Passage →
Start of Block

I was struck by the extraordinary freshness of the fantasy world inhabited by the ballerina, who is brought back to life in this story told with such wonderful crispness.The film shines as a message of hope, a call to rebirth and love. The ballerina, first torn by anguish, is delivered through an initiation to a Mystery of light (a mystery in the sense of a religious or esoteric ritual, as in the Eleusinian mysteries).

The film's montage is a masterpiece of subtlety and poetry. Laury Granier's images fulfil the most rigorous demands of thought and imagination, thanks to his virtuosity. Everything becomes music. The film itself is impregnated with sounds, carried by the musical score. Everything is dance, nothing is superfluous. The only form of verbal commentary Laury Granier allows himself are the inserts preceding each sequence.

Paul Klee would have adored this film. He would have been delighted by its colour, by its musicality, by its fade-ins, where colour and sound merge harmoniously.

The photography is absolutely superb. "Poetic scissors" were applied to the editing. It is a beautiful film, a film with a future. If the world surrealist comes to mind, it is not so much to remind us of a moment in the history of art and ideas, as to express the astonishing strength of this New Age of the Imagination, transfiguring images of reality to revive in us the fire of poetry and universal emotion.

Adelina Rodolico Gariglio, Mondovi, 21 March 1997

translation into english Christophe Cuny and Catherine Pradeille.

Some extracts from the Mummy Mommy press book

"Pasolini spoke of a poetic cinema in contrast to a cinema of prose. Poetry! Poetry is everywhere in Mummy Mommy, first to be found in the rush of images and in the dazzle of the montage. (...) This film is like none other today, and that is why it appeals to me and moves me."

(Jean-Paul Rappeneau, director of Cyrano among others, President of the Cinémathèque Française)

"I thank Laury Granier for this film. It is curious and poetic and it deserves showing in the "underground" world. It gives much light and optimism which is so needed in the world today!"

End of Block

The data →
Start of Block

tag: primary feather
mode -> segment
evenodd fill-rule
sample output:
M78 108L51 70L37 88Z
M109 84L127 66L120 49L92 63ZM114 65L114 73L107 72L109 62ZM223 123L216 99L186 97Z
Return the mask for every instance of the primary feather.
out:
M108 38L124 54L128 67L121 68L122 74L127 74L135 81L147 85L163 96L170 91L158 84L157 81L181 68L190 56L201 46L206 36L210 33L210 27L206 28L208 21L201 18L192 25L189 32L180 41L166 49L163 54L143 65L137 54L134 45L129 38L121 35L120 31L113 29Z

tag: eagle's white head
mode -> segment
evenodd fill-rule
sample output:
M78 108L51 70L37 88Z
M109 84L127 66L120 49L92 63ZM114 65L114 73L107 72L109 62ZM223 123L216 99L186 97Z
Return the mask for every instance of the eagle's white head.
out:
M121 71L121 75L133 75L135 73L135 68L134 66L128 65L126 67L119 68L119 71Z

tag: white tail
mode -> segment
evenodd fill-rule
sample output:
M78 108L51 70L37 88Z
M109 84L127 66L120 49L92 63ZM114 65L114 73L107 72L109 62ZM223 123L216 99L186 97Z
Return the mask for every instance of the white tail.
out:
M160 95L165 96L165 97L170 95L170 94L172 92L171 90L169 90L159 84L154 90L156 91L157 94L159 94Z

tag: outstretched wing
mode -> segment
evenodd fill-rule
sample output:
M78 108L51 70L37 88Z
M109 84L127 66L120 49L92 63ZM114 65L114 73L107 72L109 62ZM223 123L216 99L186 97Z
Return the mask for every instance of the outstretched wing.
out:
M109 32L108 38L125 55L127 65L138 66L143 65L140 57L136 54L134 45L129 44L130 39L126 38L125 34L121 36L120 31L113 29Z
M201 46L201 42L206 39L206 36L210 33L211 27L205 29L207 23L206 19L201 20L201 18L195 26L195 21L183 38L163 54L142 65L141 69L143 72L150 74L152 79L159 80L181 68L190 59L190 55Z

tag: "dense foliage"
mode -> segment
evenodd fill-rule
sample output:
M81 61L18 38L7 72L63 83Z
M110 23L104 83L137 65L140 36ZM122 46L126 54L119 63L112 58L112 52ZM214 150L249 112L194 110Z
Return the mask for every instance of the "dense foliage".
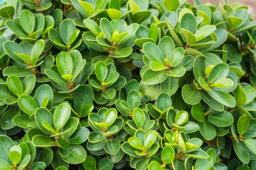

End of Block

Exercise prompt → In the passage, what is the only form of verbal commentary Laury Granier allows himself in the film?

Expected answer → The inserts preceding each sequence.